§ **Daftar Permintaan**
1. Ringkaslah paragraf dalam kutipan tentang Pemilu 2014 yang diawali "Pemilihan umum anggota DPR" menjadi versi yang lebih singkat tanpa menghilangkan fakta utamanya.
2. Lanjutkan kutipan tentang Pemilu 2014 mulai dari kalimat terakhirnya.

------ Kutipan untuk Dibaca ------

3.      pemilu Pemilu 2014
            Pemilihan umum anggota DPR, DPD dan DPRD Indonesia 2014 diselenggarakan pada 9 April 2014 secara serentak di Indonesia. Ini akan menjadi pemilihan umum anggota DPRDPD, dan DPRD langsung ketiga di Indonesia. Pemilihan ini dilaksanakan pada tanggal 9 April 2014 serentak di seluruh Indonesia. Namun untuk pemilih di luar negri, hari pemilihan ditetapkan oleh panitia pemilihan setempat antara tanggal 5 atau 6 April 2014 di masing-masing negara domisili pemilih. Pemilihan di luar negeri hanya terbatas untuk anggota DPR di daerah pemilihan DKI Jakarta II, dan tidak ada pemilihan anggota perwakilan daerah.

------ Informasi yang Ditampilkan ------

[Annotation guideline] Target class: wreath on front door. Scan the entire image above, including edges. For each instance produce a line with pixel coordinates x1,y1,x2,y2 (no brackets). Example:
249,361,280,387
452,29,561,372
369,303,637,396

------

§ **Kumpulan Jawaban**
1. Pemilihan umum anggota DPR, DPD, dan DPRD Indonesia 2014, yang merupakan pemilihan langsung ketiga, digelar serentak di seluruh Indonesia pada 9 April 2014. Pemilih di luar negeri memberikan suara pada 5 atau 6 April 2014 sesuai ketetapan panitia pemilihan setempat. Mereka hanya memilih anggota DPR untuk daerah pemilihan DKI Jakarta II, dan tidak ada pemilihan anggota perwakilan daerah.

2.
Peserta
            Pada tanggal 7 September 2012Komisi Pemilihan Umum mengumumkan daftar 46 partai politik yang telah mendaftarkan diri untuk mengikuti Pemilu 2014, dimana beberapa partai diantaranya merupakan partai politik yang baru pertama kali mengikuti pemilu ataupun baru mengganti namanya. 9 partai lainnya merupakan peserta Pemilu 2009 yang berhasil mendapatkan kursi di DPR periode 2009-2014. Pada tanggal 10 September 2012, KPU meloloskan 34 partai yang memenuhi syarat pendaftaran minimal 17 buah dokumen.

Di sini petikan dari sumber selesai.